**Exercise details**
Repeat word for word the line with "the woman with" and every line after it until the records below run out.

**Supplied information**
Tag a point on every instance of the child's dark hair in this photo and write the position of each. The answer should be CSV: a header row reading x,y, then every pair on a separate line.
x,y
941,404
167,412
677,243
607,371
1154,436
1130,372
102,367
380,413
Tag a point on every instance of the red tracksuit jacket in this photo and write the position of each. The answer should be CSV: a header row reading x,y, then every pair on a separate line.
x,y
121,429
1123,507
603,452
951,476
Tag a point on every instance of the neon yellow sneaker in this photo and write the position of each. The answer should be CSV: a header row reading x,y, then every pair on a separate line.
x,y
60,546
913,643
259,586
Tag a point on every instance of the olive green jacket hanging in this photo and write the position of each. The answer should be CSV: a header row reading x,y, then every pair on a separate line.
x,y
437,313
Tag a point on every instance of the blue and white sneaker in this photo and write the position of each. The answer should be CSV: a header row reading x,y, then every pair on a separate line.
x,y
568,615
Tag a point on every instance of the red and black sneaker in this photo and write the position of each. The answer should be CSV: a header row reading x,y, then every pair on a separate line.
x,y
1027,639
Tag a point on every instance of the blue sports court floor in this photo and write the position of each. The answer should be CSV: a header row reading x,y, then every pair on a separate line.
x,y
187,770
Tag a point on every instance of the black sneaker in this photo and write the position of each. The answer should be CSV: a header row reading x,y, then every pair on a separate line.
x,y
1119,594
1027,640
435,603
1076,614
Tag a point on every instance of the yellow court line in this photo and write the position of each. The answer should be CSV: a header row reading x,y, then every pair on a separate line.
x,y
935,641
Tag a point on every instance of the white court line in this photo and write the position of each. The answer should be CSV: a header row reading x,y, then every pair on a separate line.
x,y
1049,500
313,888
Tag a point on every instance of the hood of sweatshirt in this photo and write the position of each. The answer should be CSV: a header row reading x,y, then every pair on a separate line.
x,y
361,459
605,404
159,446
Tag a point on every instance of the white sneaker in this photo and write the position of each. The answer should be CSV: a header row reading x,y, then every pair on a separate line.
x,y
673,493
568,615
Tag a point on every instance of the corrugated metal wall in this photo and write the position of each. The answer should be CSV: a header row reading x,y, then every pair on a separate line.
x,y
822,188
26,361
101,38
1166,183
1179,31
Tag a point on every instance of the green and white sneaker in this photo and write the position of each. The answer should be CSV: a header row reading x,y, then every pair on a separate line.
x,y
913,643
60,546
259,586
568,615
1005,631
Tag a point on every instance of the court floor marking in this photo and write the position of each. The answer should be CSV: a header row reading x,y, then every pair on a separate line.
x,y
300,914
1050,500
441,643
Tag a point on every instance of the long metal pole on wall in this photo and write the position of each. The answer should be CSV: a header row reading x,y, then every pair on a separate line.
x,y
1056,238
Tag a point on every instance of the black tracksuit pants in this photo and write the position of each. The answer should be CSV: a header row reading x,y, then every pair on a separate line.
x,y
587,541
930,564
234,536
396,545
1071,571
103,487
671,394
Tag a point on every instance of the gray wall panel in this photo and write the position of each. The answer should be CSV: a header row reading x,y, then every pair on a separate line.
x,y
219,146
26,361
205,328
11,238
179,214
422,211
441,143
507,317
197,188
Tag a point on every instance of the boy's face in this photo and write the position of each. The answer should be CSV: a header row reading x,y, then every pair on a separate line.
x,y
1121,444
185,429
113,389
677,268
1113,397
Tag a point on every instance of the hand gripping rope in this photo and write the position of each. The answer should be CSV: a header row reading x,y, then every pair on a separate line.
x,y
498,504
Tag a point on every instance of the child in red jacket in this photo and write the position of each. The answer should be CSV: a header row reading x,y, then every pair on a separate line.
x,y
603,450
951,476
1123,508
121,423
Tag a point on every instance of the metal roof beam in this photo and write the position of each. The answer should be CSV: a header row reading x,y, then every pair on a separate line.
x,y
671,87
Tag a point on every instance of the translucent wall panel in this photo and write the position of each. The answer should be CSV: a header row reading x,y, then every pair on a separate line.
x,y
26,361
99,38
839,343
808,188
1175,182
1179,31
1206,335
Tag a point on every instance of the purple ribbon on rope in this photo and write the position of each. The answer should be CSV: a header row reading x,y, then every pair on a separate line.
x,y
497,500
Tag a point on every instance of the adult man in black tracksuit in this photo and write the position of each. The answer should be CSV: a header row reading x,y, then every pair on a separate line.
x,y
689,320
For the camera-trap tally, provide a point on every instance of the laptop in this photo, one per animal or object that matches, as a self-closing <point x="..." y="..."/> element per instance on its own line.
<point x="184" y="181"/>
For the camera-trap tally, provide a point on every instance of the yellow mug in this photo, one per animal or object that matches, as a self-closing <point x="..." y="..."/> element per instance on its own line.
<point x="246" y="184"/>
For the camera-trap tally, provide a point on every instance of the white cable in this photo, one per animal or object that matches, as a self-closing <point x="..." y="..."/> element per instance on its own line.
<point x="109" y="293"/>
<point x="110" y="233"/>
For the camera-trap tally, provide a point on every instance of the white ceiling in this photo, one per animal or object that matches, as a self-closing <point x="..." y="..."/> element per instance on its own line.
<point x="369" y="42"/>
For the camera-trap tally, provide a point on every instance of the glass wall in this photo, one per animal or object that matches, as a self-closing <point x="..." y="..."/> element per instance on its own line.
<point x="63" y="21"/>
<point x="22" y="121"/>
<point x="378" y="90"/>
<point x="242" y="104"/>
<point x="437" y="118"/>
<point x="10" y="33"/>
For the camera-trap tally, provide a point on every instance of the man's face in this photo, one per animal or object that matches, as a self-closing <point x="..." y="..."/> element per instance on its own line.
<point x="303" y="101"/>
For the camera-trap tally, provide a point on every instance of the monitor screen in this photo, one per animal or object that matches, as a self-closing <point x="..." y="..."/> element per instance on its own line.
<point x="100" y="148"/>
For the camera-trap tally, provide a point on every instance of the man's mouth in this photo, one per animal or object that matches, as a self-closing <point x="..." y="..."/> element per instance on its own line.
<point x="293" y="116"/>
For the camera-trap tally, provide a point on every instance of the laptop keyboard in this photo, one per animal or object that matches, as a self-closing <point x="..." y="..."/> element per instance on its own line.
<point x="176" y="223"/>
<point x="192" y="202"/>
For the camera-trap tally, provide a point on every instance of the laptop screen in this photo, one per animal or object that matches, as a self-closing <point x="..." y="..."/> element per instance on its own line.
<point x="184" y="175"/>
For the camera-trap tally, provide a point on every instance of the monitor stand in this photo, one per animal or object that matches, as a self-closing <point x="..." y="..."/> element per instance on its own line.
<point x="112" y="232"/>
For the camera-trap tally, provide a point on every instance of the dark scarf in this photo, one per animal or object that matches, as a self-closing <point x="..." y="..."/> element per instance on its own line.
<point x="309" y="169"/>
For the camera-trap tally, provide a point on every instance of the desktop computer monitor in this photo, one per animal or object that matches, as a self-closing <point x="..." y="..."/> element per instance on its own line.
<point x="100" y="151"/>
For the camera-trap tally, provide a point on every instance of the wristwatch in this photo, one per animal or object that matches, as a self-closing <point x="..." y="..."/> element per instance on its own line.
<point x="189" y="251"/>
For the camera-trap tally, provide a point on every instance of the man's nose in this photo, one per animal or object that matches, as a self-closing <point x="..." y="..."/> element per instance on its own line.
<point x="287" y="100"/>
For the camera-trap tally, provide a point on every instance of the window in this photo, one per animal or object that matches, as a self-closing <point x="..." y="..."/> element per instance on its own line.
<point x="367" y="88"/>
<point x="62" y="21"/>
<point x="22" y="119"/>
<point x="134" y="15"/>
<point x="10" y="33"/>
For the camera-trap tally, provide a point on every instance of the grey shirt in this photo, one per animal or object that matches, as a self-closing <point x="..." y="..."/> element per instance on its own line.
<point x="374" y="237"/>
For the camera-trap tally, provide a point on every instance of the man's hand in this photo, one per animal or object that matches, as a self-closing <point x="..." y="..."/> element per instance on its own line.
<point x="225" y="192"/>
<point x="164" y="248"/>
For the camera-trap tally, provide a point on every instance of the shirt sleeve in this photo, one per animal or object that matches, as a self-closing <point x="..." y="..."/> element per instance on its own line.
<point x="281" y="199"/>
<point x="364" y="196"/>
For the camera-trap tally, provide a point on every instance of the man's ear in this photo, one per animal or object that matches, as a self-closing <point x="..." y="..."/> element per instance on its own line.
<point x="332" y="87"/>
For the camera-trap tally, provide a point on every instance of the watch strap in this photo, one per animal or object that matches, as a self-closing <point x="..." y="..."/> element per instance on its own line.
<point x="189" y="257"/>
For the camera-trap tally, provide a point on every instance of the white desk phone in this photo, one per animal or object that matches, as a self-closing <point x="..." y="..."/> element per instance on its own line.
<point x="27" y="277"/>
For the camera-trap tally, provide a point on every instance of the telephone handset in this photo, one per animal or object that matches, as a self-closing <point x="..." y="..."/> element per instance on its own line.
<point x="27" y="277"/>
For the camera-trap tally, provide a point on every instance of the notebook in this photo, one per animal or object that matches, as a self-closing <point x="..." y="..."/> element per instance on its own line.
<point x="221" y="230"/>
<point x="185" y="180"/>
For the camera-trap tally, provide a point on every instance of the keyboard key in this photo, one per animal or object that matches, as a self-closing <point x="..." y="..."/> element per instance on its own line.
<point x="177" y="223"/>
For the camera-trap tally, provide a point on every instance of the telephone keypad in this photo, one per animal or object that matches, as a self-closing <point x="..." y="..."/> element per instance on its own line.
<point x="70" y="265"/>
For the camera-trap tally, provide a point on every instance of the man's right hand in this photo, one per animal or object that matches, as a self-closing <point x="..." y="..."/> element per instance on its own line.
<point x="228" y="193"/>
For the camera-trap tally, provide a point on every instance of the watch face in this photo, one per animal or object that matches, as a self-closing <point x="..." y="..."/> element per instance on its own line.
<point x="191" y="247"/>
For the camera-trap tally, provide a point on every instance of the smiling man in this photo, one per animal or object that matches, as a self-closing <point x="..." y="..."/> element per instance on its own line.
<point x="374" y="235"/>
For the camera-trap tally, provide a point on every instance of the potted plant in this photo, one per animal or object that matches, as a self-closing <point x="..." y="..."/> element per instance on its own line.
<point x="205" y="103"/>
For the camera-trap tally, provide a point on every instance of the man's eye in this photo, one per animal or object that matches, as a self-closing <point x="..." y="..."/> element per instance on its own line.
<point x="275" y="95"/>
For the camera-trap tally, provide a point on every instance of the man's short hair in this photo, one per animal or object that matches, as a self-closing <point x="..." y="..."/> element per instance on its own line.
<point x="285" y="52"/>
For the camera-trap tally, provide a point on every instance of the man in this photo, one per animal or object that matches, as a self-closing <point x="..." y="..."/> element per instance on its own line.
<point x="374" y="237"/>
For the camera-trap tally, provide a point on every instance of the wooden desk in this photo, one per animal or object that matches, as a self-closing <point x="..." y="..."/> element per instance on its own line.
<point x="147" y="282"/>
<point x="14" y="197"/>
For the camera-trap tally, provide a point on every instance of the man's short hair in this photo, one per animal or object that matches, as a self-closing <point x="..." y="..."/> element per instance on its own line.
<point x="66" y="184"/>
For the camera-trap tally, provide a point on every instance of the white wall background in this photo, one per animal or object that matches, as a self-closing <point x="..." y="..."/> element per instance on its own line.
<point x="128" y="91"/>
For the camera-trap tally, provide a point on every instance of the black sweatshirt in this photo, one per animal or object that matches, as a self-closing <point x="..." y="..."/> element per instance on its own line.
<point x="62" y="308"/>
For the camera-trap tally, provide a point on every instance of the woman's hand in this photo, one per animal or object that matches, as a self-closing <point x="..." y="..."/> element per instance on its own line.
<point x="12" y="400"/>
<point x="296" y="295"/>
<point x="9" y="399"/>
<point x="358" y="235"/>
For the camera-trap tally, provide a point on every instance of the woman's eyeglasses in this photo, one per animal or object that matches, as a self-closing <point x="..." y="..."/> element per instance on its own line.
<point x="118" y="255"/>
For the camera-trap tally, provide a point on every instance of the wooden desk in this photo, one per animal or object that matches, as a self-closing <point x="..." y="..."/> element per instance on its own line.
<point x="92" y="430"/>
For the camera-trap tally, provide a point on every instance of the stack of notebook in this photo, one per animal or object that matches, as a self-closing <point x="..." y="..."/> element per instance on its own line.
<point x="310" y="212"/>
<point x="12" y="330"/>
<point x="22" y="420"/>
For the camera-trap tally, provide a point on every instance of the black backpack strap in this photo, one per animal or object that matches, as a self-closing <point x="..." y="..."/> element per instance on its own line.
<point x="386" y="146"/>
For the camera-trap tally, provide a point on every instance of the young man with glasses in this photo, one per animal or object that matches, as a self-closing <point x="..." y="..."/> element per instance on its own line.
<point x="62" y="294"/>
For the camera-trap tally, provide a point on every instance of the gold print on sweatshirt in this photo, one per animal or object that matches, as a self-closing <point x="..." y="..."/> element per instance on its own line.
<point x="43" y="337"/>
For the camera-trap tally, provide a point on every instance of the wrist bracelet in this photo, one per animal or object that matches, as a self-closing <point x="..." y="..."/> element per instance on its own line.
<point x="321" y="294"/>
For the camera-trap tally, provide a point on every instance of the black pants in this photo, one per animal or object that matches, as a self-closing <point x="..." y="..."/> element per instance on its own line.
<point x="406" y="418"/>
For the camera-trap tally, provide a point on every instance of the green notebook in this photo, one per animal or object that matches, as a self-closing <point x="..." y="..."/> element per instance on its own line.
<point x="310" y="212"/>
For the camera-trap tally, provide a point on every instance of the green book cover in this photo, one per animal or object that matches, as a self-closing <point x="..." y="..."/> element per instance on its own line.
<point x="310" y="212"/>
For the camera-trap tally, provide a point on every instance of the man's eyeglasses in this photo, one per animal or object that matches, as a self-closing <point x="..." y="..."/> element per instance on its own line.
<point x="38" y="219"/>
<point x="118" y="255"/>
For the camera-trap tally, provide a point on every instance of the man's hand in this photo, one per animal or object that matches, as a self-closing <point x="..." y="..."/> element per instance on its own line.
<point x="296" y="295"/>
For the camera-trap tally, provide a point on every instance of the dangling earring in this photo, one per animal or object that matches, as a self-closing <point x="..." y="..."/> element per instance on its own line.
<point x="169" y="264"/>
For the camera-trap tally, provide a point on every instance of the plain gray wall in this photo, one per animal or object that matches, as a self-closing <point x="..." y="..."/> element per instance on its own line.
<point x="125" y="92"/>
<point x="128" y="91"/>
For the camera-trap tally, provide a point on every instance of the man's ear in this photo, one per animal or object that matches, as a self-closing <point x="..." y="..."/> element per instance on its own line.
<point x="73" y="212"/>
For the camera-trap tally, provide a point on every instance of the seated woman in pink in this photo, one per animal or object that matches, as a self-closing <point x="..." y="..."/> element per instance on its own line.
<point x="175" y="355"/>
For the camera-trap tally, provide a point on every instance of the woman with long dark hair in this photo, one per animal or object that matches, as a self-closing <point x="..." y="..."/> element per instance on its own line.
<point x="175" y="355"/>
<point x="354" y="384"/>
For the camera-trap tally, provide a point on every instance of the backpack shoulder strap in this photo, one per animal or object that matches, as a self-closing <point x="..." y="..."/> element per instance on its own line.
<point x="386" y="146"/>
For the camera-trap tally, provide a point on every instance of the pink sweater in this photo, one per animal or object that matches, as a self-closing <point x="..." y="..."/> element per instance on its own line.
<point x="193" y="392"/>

**Answer to the task**
For the camera-trap tally, provide a point on every instance of the woman with long dark hair in this photo, one per animal or object that matches, as a self-closing <point x="..." y="..."/> element per instance on its own line.
<point x="175" y="355"/>
<point x="354" y="384"/>
For the camera-trap tally, provide a point on every instance of the backpack shoulder strap in this photo, one per animal or object that matches, as a self-closing <point x="..." y="..."/> element per instance on its own line.
<point x="386" y="146"/>
For the camera-trap tally, provide a point on every instance of the pink sweater in this photo, one per animal or object that matches, as a self-closing <point x="..." y="..."/> element per instance on its own line.
<point x="193" y="392"/>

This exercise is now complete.